**Document segment:**

Glenmalure is a defile deep in the Wicklow mountains in the south east of Ireland. In 1580 it was at the centre of the territory occupied by the O’Byrne clan. Feagh MacHugh O’Byrne, a man in his mid-forties, had recently been chosen as the clan chief. Like other Irish clans they operated a policy of harassing the English, making brief incursions towards the Pale. Taking advantage of a rebellion in the south west of the island he had brought together a number of other clans with the aim of forcing the English settlers out of Ireland.
It was not only the clans that were contemplating rebellion. Disgruntled by the preference given to settlers such as Francis Cosby by the authorities in Dublin, old Anglo-Irish Catholic families, descended from the original Norman colonists, felt left out. The young James Eustace, 3rd Viscount Baltinglas, was one of these. Like many others he had been educated in Catholic institutions in Europe and spent some time in Rome. These disgruntled traditionalists found moral support among continental Catholics, especially in Spain. They were buoyed by the prospect of a Spanish invasion.
It was barely a year since James’s father was killed by Feagh’s father. That did not prevent him joining forces with O’Byrne and other Leinster clans, among them the Kavanaghs and the MacMuroughs.

**Data shown:**

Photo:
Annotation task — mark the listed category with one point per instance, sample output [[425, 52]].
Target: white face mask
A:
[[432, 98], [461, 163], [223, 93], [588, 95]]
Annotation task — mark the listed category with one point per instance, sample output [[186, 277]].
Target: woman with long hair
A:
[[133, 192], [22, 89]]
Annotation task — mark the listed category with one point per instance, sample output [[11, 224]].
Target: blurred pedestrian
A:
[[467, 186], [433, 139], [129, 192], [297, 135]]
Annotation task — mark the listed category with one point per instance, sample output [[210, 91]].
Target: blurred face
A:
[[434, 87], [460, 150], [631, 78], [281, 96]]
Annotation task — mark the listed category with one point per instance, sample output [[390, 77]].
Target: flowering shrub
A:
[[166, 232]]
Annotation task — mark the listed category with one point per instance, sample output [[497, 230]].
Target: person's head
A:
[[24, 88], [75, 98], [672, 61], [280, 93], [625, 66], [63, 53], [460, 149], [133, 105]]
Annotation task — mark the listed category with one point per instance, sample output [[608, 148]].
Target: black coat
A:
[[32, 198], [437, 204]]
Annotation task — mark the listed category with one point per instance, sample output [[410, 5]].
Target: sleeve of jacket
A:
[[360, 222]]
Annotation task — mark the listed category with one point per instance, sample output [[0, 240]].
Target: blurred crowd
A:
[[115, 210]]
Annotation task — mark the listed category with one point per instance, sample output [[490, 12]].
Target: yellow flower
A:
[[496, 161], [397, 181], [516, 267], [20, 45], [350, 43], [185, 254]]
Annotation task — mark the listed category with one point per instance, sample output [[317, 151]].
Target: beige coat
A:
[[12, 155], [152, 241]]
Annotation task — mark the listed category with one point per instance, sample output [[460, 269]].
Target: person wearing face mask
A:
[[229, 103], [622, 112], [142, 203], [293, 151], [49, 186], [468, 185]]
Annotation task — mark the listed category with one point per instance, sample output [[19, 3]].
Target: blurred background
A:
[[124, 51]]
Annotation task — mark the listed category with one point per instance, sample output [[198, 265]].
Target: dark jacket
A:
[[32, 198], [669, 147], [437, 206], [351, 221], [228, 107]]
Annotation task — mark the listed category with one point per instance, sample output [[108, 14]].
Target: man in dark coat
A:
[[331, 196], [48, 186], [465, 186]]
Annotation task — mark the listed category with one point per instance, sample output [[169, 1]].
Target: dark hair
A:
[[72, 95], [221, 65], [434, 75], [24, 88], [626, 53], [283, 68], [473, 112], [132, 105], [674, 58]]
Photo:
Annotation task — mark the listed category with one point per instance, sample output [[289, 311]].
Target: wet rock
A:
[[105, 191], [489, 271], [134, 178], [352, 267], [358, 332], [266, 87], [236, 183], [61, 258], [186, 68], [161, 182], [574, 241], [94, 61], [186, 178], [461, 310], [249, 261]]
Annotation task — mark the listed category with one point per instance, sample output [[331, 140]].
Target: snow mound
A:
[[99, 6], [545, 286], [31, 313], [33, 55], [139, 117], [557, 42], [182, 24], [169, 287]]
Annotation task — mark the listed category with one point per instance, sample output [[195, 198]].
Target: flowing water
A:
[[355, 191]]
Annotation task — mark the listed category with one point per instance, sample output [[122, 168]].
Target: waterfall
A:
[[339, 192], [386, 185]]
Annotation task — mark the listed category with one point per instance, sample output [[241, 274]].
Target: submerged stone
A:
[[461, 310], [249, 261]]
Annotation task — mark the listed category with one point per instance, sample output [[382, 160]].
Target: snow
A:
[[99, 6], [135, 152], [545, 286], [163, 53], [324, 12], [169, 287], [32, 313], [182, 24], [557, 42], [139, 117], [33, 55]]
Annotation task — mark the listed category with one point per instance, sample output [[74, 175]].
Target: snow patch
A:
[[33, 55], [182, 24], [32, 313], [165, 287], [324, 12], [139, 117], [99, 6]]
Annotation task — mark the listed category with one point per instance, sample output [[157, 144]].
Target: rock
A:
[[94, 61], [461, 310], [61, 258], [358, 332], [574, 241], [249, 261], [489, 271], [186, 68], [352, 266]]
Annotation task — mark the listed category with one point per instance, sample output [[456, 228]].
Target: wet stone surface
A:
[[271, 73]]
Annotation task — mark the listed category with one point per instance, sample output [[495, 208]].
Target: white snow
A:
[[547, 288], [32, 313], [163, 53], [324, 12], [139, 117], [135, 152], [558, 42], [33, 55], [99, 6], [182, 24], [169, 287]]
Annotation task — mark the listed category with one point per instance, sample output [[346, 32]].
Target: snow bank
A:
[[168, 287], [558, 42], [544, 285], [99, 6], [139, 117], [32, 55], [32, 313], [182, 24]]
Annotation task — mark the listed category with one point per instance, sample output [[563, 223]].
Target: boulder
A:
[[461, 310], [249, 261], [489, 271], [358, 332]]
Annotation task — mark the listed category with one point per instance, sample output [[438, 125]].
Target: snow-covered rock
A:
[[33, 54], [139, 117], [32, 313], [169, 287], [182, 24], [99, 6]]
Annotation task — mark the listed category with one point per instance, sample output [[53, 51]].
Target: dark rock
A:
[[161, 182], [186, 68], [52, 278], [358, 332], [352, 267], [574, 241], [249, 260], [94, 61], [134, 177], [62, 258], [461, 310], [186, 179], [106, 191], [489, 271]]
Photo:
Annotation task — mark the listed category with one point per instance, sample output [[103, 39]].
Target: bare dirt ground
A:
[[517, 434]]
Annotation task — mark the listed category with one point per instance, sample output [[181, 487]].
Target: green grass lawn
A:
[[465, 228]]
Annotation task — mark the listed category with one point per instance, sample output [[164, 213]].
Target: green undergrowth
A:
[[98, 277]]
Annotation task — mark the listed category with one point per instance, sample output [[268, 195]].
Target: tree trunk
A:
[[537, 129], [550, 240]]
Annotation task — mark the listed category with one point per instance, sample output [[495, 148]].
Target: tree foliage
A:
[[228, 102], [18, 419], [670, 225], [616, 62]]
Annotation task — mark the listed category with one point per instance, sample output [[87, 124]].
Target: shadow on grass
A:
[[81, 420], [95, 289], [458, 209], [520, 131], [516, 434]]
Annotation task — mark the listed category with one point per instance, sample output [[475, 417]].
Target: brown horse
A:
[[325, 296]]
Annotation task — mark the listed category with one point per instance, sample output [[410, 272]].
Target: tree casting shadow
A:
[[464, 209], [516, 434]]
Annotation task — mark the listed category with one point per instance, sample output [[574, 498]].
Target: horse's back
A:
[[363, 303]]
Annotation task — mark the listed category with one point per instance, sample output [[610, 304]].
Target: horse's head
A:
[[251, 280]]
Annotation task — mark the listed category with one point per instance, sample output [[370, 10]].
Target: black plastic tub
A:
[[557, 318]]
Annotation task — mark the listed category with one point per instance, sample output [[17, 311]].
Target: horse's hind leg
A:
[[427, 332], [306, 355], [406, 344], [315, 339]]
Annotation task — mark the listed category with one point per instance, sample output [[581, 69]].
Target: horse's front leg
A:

**Given task:**
Alter the section of the text on Glenmalure starting at "It was not only" and ending at "and the MacMuroughs." by substituting "conservatives" for "traditionalists".

**Result for this exercise:**
It was not only the clans that were contemplating rebellion. Disgruntled by the preference given to settlers such as Francis Cosby by the authorities in Dublin, old Anglo-Irish Catholic families, descended from the original Norman colonists, felt left out. The young James Eustace, 3rd Viscount Baltinglas, was one of these. Like many others he had been educated in Catholic institutions in Europe and spent some time in Rome. These disgruntled conservatives found moral support among continental Catholics, especially in Spain. They were buoyed by the prospect of a Spanish invasion.
It was barely a year since James’s father was killed by Feagh’s father. That did not prevent him joining forces with O’Byrne and other Leinster clans, among them the Kavanaghs and the MacMuroughs.